- **AUFGABE**: Schreiben Sie aus dem Textauszug über die Gerichtsverhandlung die Stelle von „Das angebliche Tatopfer“ bis „niemals vorbestraft war.“ wortgetreu ab.

- **TEXTAUSZUG**:
■ ■ ■ ■ ■ ■ ■

Mehrere Nachbarn beschrieben das „Tatopfer“ als sehr eigenwillige Person, die sich durchaus nicht immer an gegebene Regeln zu halten bereit sei, auch als „übergriffig“ wurde sie bezeichnet.
Das Schöffengericht musste sich in die Tiefen des Dorftratschs begeben um die Hintergründe des Zusammenlebens im Ort verstehen zu können.
Das angebliche Tatopfer hatte bei seiner Schilderung des Vorganges etliche Fragen des Verteidigers nach Ungereimtheiten zu beantworten, denen sie jedoch im Brustton der Überzeugung begegnete. Der Angeklagte habe sie grob aus dem Auto heraus beleidigt und mit einer ausholenden Schlagbewegung bedroht. Dann sei er weggefahren, aber sicher rückwärts noch auf sie zugefahren denn sie habe einen heftigen Stoß im Rücken verspürt, der sie zu Boden geworfen habe. Als er dann wegfuhr, habe sie ihm mit einer Anzeige gedroht. Aber er habe ihr – das habe sie noch im Rückspiegel gesehen – nur höhnisch zugelächelt. Das Gericht stellte fest, dass der Angeklagte noch niemals vorbestraft war.

■ ■ ■ ■ ■ ■ ■

- **BEREITGESTELLTE DATEN**:
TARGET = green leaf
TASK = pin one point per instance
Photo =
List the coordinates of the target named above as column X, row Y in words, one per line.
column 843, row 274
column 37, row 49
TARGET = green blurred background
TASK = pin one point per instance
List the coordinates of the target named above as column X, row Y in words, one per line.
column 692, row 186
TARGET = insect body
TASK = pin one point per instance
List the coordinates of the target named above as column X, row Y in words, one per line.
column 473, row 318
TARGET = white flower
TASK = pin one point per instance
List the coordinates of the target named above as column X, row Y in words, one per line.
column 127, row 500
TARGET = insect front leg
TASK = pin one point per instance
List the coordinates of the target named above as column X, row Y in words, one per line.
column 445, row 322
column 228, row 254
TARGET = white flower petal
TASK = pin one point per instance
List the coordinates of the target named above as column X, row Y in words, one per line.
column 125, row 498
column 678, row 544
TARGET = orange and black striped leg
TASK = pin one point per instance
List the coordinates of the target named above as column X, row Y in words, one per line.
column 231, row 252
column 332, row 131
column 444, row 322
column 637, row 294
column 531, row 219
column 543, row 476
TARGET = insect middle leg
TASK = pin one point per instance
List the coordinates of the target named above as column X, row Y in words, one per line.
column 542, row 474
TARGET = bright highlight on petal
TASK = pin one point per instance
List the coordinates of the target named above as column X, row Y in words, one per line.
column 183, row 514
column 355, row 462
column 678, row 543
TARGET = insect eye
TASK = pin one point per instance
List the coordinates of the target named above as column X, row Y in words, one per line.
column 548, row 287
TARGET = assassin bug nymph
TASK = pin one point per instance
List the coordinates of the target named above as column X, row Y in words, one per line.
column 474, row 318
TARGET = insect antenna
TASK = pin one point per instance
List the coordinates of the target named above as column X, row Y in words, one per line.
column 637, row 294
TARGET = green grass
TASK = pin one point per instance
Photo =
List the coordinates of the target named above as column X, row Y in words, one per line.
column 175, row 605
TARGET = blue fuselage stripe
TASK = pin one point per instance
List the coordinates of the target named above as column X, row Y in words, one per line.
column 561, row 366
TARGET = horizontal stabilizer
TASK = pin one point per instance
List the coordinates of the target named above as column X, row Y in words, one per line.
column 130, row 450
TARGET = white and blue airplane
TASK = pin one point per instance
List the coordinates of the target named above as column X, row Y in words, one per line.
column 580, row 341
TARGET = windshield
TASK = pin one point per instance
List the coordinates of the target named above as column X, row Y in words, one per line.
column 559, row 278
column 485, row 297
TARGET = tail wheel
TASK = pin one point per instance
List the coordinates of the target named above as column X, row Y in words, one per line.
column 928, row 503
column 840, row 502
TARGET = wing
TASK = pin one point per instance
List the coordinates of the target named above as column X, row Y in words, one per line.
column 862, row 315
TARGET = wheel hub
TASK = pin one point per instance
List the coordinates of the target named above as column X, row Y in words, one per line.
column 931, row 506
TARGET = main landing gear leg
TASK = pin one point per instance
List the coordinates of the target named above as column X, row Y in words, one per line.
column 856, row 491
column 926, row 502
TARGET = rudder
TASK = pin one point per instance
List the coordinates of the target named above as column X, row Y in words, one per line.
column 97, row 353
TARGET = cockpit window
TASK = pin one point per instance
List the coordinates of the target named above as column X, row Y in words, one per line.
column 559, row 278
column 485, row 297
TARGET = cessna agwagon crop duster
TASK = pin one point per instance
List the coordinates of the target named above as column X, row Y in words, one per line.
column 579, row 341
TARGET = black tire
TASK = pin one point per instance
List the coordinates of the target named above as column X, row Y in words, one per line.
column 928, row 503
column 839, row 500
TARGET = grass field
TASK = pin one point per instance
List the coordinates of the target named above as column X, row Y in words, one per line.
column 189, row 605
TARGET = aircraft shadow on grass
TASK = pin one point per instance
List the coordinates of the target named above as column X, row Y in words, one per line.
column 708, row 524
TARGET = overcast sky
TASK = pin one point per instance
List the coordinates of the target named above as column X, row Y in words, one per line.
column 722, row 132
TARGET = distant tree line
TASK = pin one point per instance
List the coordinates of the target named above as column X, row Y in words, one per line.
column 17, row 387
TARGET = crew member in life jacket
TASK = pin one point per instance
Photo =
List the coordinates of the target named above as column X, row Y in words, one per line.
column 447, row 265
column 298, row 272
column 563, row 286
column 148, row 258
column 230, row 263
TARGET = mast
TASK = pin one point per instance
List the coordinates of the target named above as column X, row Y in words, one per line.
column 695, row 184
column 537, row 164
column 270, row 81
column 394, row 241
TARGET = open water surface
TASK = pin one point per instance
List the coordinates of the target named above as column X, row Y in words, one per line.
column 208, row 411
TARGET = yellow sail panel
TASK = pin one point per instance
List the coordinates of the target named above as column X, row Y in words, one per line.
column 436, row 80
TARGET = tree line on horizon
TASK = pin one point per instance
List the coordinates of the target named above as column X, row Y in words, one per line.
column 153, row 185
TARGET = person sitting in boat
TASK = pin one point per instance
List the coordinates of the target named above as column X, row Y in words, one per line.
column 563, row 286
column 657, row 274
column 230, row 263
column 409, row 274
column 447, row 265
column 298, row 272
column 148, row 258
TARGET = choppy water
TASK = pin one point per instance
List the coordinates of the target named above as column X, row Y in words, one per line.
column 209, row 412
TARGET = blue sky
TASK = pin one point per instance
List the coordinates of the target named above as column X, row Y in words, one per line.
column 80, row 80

■ ■ ■ ■ ■ ■ ■

- **ANTWORT**:
Das angebliche Tatopfer hatte bei seiner Schilderung des Vorganges etliche Fragen des Verteidigers nach Ungereimtheiten zu beantworten, denen sie jedoch im Brustton der Überzeugung begegnete. Der Angeklagte habe sie grob aus dem Auto heraus beleidigt und mit einer ausholenden Schlagbewegung bedroht. Dann sei er weggefahren, aber sicher rückwärts noch auf sie zugefahren denn sie habe einen heftigen Stoß im Rücken verspürt, der sie zu Boden geworfen habe. Als er dann wegfuhr, habe sie ihm mit einer Anzeige gedroht. Aber er habe ihr – das habe sie noch im Rückspiegel gesehen – nur höhnisch zugelächelt. Das Gericht stellte fest, dass der Angeklagte noch niemals vorbestraft war.